Start of Raw records

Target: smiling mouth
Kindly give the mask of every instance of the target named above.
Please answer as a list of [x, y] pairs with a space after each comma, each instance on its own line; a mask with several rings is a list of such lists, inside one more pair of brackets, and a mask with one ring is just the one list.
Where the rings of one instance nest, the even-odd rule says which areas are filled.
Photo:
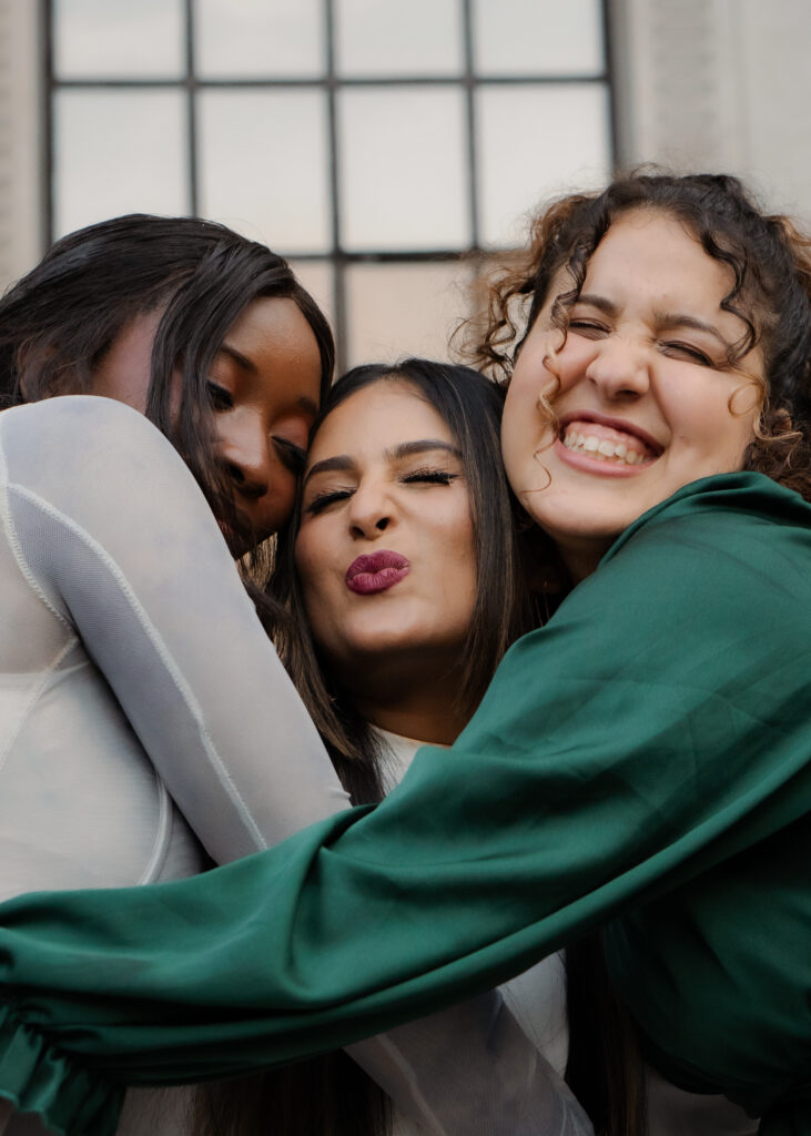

End of Raw records

▶ Work required: Please rewrite all the items above, changing every "mask" to "outline" and keeping everything else the same. Omit the pictures from your answer.

▶ Exercise response:
Target: smiling mouth
Kindly give the outline of every instance of the target named above.
Please answer as a list of [x, y] pairs with a space after each comma, each instance on its own line; a outline with several rings is a list of such lists, inside one more pair of brackets, and a outline with one ring is just the one list.
Where the rings of one instance nest, the even-odd rule says which areas are filled.
Photo:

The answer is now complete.